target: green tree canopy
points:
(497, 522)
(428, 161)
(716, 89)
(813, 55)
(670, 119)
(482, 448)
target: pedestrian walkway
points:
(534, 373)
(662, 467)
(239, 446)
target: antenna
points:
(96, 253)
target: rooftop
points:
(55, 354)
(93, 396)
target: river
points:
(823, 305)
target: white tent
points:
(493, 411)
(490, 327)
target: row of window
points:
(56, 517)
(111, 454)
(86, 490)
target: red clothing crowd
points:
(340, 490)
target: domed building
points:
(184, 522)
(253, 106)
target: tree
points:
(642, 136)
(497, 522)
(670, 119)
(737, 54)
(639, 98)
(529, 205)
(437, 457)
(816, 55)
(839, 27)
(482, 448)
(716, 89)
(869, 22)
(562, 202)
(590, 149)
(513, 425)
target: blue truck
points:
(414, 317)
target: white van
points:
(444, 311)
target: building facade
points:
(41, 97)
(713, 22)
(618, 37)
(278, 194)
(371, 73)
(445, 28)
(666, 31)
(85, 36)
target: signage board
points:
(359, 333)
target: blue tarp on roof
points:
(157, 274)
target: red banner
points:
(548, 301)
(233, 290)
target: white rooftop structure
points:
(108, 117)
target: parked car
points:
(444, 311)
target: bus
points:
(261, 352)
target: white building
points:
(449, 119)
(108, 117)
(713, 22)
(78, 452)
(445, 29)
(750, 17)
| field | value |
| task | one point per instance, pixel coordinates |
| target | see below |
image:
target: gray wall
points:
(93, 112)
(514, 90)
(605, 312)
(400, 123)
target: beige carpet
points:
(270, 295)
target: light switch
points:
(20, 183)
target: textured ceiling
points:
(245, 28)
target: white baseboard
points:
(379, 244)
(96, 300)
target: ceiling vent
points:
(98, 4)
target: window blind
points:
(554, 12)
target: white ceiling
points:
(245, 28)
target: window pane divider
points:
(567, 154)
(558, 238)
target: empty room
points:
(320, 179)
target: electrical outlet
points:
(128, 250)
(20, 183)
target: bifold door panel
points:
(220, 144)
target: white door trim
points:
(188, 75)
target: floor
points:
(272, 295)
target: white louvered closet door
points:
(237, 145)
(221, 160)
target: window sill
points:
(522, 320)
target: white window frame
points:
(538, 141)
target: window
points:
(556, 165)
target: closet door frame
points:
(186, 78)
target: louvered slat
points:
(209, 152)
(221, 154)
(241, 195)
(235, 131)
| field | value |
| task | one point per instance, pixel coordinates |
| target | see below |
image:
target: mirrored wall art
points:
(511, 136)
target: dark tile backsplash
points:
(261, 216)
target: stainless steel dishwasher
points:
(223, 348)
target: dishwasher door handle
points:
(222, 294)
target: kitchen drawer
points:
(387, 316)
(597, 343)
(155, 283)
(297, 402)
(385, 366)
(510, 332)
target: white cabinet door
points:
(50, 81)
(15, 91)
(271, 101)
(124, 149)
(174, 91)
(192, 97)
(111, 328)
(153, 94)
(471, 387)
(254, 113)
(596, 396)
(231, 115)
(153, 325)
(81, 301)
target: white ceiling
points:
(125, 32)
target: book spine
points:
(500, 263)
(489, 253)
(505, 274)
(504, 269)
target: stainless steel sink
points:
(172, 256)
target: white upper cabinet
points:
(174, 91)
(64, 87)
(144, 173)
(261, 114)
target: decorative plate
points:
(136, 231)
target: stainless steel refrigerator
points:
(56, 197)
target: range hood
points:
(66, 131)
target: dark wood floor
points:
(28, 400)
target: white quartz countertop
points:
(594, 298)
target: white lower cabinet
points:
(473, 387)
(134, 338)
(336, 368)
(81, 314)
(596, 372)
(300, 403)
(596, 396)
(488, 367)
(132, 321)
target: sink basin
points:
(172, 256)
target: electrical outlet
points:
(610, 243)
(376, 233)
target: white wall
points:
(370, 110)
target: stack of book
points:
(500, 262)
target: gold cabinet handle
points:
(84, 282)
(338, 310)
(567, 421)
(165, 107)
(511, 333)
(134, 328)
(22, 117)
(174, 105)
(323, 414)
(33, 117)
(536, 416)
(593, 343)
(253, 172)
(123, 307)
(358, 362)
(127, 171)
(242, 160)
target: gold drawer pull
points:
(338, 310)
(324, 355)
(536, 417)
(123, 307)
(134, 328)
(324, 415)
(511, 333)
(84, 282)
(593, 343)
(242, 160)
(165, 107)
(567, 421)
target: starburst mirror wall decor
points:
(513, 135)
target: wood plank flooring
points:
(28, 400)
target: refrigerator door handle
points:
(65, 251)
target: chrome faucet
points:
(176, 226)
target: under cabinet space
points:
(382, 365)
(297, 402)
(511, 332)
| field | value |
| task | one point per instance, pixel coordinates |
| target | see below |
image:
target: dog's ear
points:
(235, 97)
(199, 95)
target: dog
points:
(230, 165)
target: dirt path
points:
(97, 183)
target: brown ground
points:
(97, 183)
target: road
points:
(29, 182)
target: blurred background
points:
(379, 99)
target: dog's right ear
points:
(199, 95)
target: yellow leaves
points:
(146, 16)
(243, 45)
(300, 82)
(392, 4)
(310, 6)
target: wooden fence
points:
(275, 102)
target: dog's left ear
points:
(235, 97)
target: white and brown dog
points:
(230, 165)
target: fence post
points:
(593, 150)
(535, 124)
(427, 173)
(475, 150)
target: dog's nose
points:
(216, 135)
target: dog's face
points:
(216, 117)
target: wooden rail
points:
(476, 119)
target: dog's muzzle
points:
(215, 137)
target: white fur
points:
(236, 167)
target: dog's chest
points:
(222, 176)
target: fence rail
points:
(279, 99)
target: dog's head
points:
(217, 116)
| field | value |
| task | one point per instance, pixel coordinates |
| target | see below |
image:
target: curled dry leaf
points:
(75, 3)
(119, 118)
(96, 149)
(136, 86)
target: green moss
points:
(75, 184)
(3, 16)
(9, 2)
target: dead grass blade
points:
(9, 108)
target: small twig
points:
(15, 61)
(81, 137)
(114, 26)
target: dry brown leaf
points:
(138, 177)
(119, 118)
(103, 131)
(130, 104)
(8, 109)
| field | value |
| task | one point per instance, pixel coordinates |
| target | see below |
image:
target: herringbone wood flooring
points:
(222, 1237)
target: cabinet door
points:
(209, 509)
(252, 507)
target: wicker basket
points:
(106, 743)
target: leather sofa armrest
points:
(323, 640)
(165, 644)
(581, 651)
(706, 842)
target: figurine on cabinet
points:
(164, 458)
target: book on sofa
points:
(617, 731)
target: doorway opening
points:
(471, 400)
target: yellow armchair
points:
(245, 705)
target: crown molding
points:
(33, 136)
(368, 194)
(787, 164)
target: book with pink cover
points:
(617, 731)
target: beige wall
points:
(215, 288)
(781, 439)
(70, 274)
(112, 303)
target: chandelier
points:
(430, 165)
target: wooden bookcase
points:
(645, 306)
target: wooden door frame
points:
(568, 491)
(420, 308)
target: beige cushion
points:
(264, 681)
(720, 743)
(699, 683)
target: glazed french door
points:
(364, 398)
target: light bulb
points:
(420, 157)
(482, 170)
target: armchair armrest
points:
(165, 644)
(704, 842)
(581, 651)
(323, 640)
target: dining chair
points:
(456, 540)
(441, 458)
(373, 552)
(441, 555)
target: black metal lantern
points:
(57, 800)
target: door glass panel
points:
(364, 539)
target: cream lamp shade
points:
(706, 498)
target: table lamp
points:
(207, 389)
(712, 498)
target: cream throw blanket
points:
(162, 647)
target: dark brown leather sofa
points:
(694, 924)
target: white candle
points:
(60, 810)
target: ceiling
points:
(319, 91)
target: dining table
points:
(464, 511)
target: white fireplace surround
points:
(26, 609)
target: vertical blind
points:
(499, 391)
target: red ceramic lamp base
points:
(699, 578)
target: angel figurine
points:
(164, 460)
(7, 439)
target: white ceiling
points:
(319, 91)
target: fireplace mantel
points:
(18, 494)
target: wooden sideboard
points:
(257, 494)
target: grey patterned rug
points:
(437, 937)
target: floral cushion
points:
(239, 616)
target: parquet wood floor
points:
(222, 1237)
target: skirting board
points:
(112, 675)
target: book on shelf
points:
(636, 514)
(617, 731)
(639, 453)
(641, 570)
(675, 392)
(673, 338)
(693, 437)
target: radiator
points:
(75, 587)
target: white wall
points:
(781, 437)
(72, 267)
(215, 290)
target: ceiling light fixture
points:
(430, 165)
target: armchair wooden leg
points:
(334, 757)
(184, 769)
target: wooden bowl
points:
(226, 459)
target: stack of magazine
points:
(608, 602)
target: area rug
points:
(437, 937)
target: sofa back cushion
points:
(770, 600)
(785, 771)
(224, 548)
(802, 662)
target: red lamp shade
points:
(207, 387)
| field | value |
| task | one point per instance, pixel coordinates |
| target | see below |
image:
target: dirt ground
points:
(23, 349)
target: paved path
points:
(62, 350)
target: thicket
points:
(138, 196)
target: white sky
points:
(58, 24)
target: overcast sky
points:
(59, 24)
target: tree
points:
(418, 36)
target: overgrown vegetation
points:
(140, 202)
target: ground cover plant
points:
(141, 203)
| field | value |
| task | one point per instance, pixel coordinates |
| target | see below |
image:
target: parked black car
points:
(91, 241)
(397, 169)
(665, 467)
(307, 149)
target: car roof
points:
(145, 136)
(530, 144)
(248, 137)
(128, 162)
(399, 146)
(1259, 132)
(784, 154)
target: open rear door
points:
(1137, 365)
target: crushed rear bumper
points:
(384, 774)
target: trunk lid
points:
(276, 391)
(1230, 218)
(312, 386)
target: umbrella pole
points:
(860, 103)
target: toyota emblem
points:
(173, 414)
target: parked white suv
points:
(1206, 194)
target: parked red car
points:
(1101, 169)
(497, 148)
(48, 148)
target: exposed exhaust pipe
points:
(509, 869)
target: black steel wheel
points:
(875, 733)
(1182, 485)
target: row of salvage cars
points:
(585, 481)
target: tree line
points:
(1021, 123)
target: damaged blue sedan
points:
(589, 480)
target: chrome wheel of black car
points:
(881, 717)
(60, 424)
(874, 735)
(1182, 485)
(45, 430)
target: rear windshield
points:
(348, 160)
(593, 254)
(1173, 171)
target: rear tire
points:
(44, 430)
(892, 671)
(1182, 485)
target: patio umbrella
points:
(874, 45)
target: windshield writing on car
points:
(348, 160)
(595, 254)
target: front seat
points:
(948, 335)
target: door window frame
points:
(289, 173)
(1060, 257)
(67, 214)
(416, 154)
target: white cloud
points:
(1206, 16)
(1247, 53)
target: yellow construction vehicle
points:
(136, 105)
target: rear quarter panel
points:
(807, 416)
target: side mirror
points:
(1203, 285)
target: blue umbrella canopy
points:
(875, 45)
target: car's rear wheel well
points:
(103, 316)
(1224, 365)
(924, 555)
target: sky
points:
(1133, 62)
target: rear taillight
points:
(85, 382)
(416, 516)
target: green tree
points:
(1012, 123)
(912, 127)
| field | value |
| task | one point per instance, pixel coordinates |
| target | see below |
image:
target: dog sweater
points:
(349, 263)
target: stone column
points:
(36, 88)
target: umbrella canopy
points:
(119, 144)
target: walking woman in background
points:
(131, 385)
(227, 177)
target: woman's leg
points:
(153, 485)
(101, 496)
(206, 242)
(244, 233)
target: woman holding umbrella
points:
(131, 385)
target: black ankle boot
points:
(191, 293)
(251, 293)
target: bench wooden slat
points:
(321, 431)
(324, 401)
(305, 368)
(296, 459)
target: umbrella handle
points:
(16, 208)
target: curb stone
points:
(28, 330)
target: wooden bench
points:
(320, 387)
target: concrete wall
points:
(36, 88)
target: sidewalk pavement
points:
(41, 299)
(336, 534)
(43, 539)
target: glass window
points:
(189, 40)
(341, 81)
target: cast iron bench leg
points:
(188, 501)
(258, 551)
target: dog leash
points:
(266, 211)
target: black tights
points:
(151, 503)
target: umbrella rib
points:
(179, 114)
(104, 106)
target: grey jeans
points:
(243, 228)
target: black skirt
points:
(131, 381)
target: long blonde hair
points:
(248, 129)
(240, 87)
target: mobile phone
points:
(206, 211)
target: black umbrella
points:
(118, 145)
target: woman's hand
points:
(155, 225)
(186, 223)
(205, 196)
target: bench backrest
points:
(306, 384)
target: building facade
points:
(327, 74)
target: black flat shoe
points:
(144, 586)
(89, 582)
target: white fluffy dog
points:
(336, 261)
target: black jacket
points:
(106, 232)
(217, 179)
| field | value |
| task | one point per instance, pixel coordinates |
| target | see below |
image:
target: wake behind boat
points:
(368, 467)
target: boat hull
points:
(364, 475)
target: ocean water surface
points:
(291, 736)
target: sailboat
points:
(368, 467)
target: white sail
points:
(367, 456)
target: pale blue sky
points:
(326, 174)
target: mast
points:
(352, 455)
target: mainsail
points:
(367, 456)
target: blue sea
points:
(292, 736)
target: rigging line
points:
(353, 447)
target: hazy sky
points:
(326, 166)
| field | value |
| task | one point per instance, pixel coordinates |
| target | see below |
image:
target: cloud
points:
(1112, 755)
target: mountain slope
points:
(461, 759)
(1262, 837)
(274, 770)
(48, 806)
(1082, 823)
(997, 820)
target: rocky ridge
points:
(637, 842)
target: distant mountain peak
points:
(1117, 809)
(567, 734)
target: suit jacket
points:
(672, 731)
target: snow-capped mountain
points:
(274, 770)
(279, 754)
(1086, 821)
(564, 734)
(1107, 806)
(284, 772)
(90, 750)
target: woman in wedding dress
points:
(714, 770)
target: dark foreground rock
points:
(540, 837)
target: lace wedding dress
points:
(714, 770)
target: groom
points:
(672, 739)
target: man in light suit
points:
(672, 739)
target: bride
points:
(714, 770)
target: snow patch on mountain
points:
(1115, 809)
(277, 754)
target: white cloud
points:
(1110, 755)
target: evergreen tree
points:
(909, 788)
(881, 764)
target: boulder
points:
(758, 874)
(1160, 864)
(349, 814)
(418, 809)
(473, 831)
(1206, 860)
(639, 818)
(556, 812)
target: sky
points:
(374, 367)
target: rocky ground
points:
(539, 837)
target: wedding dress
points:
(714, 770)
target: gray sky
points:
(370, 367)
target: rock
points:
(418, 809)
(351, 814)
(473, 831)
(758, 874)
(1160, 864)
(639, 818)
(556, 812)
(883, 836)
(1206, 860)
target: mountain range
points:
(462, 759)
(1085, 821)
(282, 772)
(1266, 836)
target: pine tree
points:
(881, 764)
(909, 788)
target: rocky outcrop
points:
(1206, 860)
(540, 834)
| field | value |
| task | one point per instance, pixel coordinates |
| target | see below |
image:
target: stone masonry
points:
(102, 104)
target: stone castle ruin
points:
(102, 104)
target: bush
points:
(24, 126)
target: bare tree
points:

+-------+

#### Brief
Reproduce every line from the one containing "target: snow patch on mountain" through the last line, inclusive, increasing each point coordinate by 26.

#### Completed exercise
target: snow patch on mountain
points:
(1141, 835)
(303, 780)
target: white cloud
points:
(1136, 781)
target: evergreen tree
points:
(935, 814)
(907, 790)
target: boulder
points:
(784, 900)
(1186, 890)
(375, 840)
(444, 835)
(499, 857)
(1232, 886)
(665, 844)
(582, 838)
target: sky
points:
(400, 393)
target: rocky ground
points:
(565, 863)
target: wedding dress
points:
(740, 796)
target: gray sky
points:
(396, 393)
target: rock
points:
(444, 835)
(377, 840)
(499, 857)
(784, 900)
(1186, 890)
(665, 844)
(582, 838)
(909, 862)
(1232, 886)
target: mountain range
points:
(488, 785)
(1111, 847)
(308, 798)
(1292, 862)
target: pine tree
points:
(907, 790)
(935, 814)
target: rocky outcrop
points:
(1232, 886)
(566, 860)
| field | value |
| task | one point per instance, pixel coordinates |
| target | see below |
image:
target: stone masonry
points:
(128, 130)
target: stone castle ruin
points:
(128, 130)
target: bush
points:
(50, 152)
target: bare tree
points:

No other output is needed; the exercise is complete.